> Reading passage:
-*-*-
One of the issues in living at the end of the world is that I know I miss out on some amazing music (although I still hear way more than the average person so shouldn’t moan too much). Apparently this is the second album by singer songwriter Becky Mills, following on from ‘Dandelion’, and all I can say is that if the debut is as good as this then I definitely need to dig it out from somewhere. Formerly a member of all-girl band ‘Waking the Witch’ she co-wrote two highly successful albums, but since 2000 Becky has pursued a mainly solo career becoming a very accomplished performer in her own right. She has collaborated with a number of other musicians including Ken Nicol (ex-Steeleye Span) and multi-instrumentalist and singer Ruth Angell. The last couple of years have seen her perform as a duo or trio with Ashley Hutchings and Ruth, who both join Becky here, providing backing vocals and violin respectively. Others involved include Jonny Short on cello, Blair Dunlop on electric guitar, Marc Layton-Bennett on percussion and Cohen Braithwaite-Kilcoyne on concertina.

This certainly doesn’t sound like an album from 2019 (apart from the production), but something which should have been released some forty or fifty years ago. Although there is a band available, there are times when it is just Becky and her guitar, some reverb, and the most wonderful songs. These are all in the story-telling tradition, and she has also been influenced by the likes of Joni Mitchell as well as our own Sandy Denny and Judy Dyble. The one which resonated most with me was “City In My Lungs” as the city girl is married out into country gentry, and how each side had to deal with each other and how this changes over time. I can imagine this particular song being performed by Mundy Turner, full of bounce and vigour, as well as some vitriol.
-*-*-
> Provided data:
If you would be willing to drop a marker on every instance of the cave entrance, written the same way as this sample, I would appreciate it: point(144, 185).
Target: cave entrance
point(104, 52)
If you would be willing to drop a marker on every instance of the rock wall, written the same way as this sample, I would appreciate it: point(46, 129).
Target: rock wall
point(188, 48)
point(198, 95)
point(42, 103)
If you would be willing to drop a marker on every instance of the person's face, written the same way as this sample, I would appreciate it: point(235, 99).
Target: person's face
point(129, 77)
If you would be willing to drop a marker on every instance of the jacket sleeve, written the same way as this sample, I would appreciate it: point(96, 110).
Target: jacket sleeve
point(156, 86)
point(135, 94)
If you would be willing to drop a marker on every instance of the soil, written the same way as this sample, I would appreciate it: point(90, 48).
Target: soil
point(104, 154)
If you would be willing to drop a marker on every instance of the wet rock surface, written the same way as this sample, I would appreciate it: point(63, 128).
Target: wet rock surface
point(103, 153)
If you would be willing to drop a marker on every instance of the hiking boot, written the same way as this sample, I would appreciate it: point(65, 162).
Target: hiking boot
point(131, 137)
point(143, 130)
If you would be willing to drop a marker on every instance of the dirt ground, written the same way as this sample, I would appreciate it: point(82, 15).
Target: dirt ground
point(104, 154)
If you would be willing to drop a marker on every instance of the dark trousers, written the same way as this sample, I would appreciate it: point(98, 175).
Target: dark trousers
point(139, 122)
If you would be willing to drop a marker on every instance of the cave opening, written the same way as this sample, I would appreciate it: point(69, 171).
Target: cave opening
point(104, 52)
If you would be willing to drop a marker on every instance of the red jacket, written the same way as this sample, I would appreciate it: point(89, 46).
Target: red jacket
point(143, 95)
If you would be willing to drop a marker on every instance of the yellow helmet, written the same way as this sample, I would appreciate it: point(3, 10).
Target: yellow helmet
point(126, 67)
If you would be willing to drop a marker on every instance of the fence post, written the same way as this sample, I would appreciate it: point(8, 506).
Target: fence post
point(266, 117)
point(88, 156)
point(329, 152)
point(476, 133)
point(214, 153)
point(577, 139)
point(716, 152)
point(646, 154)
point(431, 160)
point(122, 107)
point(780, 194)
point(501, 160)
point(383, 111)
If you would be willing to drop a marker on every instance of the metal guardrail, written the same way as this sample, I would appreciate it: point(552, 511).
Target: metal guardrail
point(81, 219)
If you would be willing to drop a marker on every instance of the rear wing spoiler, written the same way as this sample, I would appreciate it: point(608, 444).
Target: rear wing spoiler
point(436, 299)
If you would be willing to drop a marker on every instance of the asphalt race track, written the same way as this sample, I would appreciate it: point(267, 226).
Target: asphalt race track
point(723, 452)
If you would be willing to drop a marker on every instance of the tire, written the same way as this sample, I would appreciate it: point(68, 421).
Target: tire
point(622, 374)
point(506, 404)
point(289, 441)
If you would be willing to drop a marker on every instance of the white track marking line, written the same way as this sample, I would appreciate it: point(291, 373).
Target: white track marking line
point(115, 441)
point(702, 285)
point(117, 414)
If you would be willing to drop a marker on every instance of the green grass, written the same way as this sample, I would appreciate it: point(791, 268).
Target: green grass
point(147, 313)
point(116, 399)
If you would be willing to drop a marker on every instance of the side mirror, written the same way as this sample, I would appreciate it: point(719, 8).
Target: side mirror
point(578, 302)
-*-*-
> Instructions to follow: Resume the review of the Becky Mills album, continuing from its final sentence.

> The reply:
Mills took inspiration from the lives of family members past and present, incorporating superstitions, folklores and mysteries of the North Yorkshire Moors into half remembered snippets and bedtime stories told to her as a child. “I have always loved the folk story-telling tradition” explains Becky “I remember as a child the tales my mother told me that she had been told that would change with each passing year – a new detail here an extra character there. The stories evolved in the retelling like the travelling storytellers of old” “What I have done with these stories is taken my memory of their telling and added the next detail”. It is a delightful album from start to end, full of passion, life, great song and stories, and a way of welcoming the listener into her stories. A special mention must be made of Paul Hopkins and Dave Creffield, whose production is both deft and powerful, allowing Becky to shine at all times. If ever an album deserves to be played on headphones, then this is it.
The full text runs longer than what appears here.